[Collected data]
▶

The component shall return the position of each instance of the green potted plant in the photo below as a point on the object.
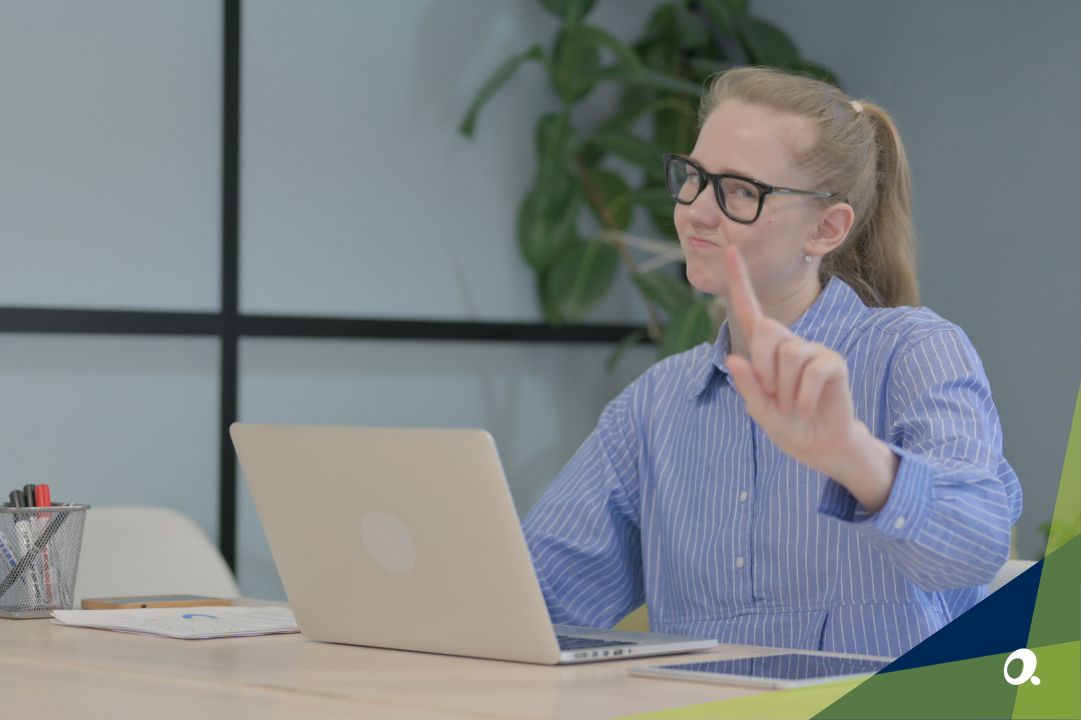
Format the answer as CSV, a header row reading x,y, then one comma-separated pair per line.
x,y
661,77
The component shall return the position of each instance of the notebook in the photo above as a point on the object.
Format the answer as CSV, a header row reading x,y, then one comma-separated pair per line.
x,y
408,538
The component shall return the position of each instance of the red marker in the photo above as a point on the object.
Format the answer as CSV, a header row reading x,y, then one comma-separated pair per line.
x,y
42,498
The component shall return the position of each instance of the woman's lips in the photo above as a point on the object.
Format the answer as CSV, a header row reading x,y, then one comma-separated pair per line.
x,y
699,243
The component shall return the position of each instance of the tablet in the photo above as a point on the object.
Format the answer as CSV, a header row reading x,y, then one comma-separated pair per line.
x,y
786,670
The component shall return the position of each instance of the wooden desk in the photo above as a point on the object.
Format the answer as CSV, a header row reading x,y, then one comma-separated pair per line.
x,y
49,670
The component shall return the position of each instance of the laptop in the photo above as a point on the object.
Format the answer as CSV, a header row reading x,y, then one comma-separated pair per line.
x,y
408,538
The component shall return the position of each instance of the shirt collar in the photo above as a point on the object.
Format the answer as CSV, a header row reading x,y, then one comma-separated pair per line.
x,y
827,321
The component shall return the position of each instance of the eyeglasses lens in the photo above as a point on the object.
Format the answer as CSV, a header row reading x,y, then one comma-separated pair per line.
x,y
738,198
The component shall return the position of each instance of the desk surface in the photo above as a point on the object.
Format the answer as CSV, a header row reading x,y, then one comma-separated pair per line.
x,y
67,669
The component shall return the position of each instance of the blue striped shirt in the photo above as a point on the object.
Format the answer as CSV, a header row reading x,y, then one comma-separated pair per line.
x,y
679,500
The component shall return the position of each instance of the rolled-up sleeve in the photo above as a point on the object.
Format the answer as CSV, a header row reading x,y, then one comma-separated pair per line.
x,y
955,497
584,532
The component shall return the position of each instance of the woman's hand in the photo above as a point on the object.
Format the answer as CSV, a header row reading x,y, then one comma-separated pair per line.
x,y
798,392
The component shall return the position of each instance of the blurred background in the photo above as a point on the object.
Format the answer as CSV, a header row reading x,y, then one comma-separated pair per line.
x,y
357,204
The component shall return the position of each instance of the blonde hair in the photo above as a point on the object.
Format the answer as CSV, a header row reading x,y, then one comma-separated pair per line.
x,y
857,155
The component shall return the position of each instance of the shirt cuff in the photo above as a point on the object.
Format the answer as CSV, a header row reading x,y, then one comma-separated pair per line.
x,y
905,511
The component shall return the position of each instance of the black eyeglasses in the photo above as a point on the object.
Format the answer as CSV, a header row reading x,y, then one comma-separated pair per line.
x,y
739,198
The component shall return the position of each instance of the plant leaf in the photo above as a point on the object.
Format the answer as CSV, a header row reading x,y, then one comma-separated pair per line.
x,y
650,78
570,11
496,80
690,32
575,63
634,149
706,66
614,196
629,341
670,293
674,129
654,199
686,329
581,276
555,140
721,14
546,221
766,43
599,38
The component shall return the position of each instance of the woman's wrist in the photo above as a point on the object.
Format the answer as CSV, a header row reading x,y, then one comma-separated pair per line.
x,y
866,467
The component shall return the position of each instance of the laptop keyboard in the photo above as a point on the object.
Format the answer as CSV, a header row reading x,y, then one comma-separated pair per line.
x,y
570,642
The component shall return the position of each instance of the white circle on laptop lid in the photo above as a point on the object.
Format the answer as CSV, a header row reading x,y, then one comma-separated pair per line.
x,y
388,541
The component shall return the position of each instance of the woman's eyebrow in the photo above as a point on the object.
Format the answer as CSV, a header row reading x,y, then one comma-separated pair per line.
x,y
725,171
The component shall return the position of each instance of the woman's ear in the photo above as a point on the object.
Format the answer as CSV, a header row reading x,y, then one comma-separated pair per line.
x,y
831,230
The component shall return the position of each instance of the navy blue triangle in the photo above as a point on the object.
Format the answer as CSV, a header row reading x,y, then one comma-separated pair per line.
x,y
998,624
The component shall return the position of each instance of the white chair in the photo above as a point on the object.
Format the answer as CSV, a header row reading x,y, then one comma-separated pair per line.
x,y
148,550
1008,572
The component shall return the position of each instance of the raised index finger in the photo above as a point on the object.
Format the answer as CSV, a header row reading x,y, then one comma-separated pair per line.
x,y
743,302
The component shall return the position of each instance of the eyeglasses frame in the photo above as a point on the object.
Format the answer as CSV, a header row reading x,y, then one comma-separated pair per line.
x,y
707,177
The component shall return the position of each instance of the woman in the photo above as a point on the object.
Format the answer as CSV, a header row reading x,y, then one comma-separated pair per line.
x,y
829,474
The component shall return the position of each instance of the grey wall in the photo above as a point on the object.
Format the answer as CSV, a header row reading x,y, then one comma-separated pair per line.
x,y
986,94
358,198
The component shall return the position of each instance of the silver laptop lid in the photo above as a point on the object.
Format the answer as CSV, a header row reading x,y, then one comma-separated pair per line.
x,y
398,537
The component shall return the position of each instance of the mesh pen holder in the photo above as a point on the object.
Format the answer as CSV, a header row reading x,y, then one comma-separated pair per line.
x,y
39,558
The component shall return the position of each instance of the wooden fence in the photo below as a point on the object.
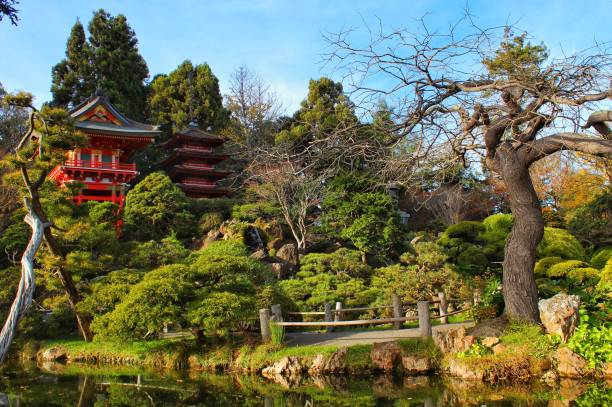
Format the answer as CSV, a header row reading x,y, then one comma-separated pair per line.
x,y
335,317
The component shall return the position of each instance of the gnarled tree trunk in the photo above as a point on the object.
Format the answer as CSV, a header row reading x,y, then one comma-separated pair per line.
x,y
25,292
519,287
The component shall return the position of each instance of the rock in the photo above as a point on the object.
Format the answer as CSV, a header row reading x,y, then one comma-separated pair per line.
x,y
288,252
53,354
384,355
499,348
453,340
278,269
491,327
260,254
550,378
569,364
459,369
212,236
559,314
337,361
318,365
490,341
416,365
287,371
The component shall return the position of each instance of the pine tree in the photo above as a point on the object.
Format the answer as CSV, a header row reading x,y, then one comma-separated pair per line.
x,y
108,60
189,93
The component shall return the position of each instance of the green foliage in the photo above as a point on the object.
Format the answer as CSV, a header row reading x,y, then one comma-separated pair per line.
x,y
150,304
108,291
592,340
250,212
423,277
542,265
592,222
210,221
108,60
560,243
156,207
189,93
561,270
601,257
325,109
369,220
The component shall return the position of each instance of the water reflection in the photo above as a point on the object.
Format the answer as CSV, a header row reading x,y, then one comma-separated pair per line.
x,y
73,385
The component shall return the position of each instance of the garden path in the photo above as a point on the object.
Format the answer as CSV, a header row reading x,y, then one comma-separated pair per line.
x,y
348,338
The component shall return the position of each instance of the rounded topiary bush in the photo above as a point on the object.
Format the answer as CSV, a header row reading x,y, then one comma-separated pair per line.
x,y
561,270
561,243
542,266
584,276
601,257
468,230
500,222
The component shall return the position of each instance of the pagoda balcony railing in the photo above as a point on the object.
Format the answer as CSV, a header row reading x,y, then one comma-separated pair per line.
x,y
99,165
202,183
197,148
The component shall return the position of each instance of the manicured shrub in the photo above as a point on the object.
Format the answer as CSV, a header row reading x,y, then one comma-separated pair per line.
x,y
210,221
561,270
560,243
600,257
467,230
584,276
542,265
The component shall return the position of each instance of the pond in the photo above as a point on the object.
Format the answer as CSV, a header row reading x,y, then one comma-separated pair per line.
x,y
73,385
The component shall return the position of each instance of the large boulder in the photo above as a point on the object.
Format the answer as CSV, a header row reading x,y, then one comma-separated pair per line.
x,y
287,371
53,354
416,365
384,355
337,361
570,364
559,314
453,340
288,253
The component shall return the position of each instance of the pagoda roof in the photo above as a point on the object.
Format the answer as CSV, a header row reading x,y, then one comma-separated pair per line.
x,y
99,116
194,134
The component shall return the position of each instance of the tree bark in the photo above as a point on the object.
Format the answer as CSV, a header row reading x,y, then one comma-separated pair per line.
x,y
25,292
64,276
519,286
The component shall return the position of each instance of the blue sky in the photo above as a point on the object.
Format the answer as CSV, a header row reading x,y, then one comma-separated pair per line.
x,y
281,40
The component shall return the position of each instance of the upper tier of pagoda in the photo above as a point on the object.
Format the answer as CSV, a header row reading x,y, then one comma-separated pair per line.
x,y
102,166
191,162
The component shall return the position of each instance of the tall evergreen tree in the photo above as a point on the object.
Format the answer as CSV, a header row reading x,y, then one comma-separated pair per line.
x,y
108,59
189,93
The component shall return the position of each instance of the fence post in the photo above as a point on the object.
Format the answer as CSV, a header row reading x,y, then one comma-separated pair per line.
x,y
264,324
338,313
443,307
397,310
424,322
276,311
328,316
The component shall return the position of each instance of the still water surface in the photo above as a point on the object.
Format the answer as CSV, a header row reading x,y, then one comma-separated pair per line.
x,y
60,385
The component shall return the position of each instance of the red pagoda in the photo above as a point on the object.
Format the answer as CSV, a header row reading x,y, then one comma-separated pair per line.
x,y
102,167
191,162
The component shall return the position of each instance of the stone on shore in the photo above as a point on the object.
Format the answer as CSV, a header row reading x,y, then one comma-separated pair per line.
x,y
559,314
384,355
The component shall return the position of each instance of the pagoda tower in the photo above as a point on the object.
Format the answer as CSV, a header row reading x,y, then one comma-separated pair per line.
x,y
191,162
103,167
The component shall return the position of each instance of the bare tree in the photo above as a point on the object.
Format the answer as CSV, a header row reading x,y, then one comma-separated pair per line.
x,y
460,95
35,156
287,180
254,107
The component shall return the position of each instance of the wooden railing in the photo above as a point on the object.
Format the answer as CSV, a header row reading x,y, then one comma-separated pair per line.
x,y
88,164
334,317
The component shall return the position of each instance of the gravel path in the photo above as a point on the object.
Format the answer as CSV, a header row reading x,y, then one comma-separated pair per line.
x,y
348,338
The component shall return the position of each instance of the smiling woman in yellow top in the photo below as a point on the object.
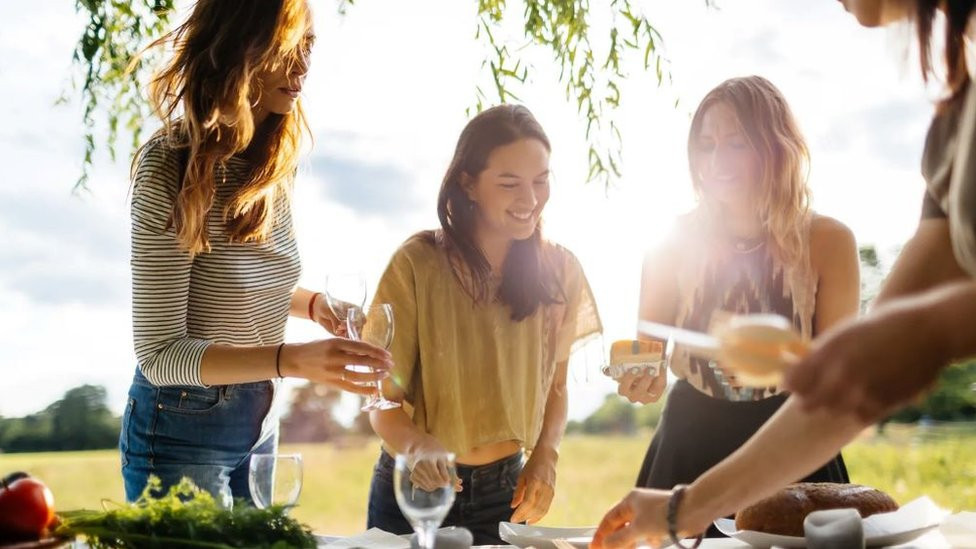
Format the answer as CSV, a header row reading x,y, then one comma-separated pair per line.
x,y
486,313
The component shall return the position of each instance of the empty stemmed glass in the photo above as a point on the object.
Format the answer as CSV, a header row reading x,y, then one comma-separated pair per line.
x,y
275,479
344,291
374,325
424,496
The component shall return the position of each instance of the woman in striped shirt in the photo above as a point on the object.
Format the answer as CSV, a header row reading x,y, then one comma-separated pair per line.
x,y
214,260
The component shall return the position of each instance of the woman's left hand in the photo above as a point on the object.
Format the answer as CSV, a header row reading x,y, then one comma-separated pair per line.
x,y
323,315
636,519
536,487
870,366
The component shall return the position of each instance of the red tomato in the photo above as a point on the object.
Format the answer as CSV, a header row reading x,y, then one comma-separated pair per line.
x,y
26,507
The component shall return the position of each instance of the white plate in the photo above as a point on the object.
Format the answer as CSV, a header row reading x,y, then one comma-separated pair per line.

◀

:: YOUR INSTRUCTIONS ::
Reproduce the rows from the line with "the red tomato" through the end of the rows, replacing "white plate" with "ceramic bowl" and keeping everything else the same.

:: CORRECT OUTPUT ::
The component shall return the position of each instance of the red tomato in the photo above as a point on the object.
Format the answer as CSV, a header row reading x,y, then one comma-separated pair per line.
x,y
26,507
The component shall return the position of each instance of the ceramic bowl in the photo above as a point on the object.
Format the answer as CSV, a header row reading x,y, then one comma-separated pair per line.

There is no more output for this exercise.